(Stored items from a collection)
* begin *

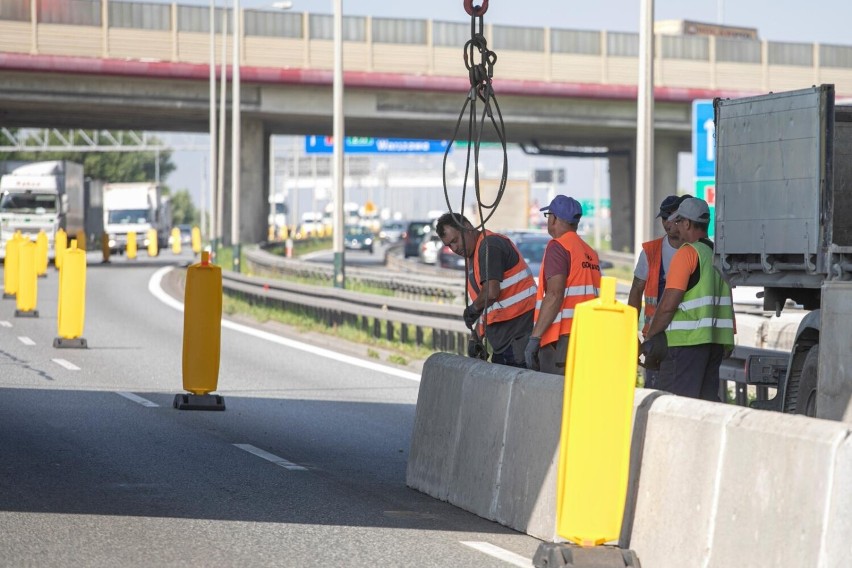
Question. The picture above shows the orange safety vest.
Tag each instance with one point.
(654, 255)
(517, 290)
(584, 282)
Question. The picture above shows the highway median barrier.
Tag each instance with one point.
(71, 304)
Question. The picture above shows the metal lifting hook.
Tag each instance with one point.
(475, 10)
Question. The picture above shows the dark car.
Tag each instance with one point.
(358, 238)
(414, 236)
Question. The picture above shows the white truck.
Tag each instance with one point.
(784, 223)
(42, 196)
(135, 207)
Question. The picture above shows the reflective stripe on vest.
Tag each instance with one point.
(517, 289)
(706, 313)
(583, 284)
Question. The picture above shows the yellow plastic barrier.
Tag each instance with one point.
(41, 254)
(131, 245)
(153, 245)
(11, 265)
(60, 244)
(196, 240)
(27, 296)
(176, 240)
(71, 307)
(202, 326)
(594, 455)
(105, 250)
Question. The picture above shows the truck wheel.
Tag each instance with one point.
(801, 394)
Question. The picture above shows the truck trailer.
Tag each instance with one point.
(784, 223)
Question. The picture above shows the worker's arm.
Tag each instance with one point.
(665, 311)
(635, 297)
(550, 304)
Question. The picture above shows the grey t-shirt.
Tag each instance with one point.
(499, 257)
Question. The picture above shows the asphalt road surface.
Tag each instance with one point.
(306, 467)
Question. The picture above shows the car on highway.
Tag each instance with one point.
(413, 236)
(356, 237)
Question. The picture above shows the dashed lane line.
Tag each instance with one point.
(499, 553)
(138, 399)
(67, 364)
(271, 457)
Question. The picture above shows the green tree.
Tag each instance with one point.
(106, 166)
(183, 210)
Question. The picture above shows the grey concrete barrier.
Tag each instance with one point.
(710, 484)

* end *

## WHAT THE TASK REQUIRES
Copy out exactly the lines running from the line with "Question. The picture above shows the highway" to the end of the records, inclusive.

## THE REPLY
Question. The picture above shows the highway median barrier.
Tag each instance with one point.
(71, 304)
Question. The picture above shows the metal lifting hook.
Tag each instance with one point.
(475, 10)
Question. The picture above shows the dark car.
Tag each instance with one point.
(358, 238)
(414, 236)
Question. The picture above shows the white truck.
Tag each instance with one point.
(784, 223)
(42, 196)
(135, 207)
Question. The picture above shows the reflective stripe on vest.
Tag each instance with one point.
(517, 289)
(706, 313)
(583, 284)
Question. The picture above shows the yellow plastic barrier.
Tag each instance with one point.
(41, 254)
(131, 245)
(153, 245)
(11, 265)
(60, 244)
(196, 240)
(27, 296)
(176, 240)
(71, 307)
(202, 326)
(594, 455)
(105, 250)
Question. The picture above shows the truck wheel.
Tag each instance with one point.
(801, 394)
Question. The picture above shows the truck trailer.
Tag each instance with one point.
(784, 223)
Question. The picture above shows the worker's arm.
Tag each instance with one point.
(665, 311)
(635, 297)
(550, 304)
Question. The picture above shows the grey t-shirt.
Tag each instance with one point.
(499, 257)
Question. The picture above shows the asphalt road surface.
Tag each instance with one point.
(306, 467)
Question. The picture above shows the car on highway.
Tag each instance with one point.
(413, 236)
(356, 237)
Question. The picture above shows the dashed lane line.
Tag each instance with one point.
(499, 553)
(138, 399)
(67, 364)
(271, 457)
Question. The picture above shows the green tree.
Tag each instance with one point.
(106, 166)
(183, 210)
Question. The picture above shows the grey concrete barrier.
Tag each instance with one point.
(710, 484)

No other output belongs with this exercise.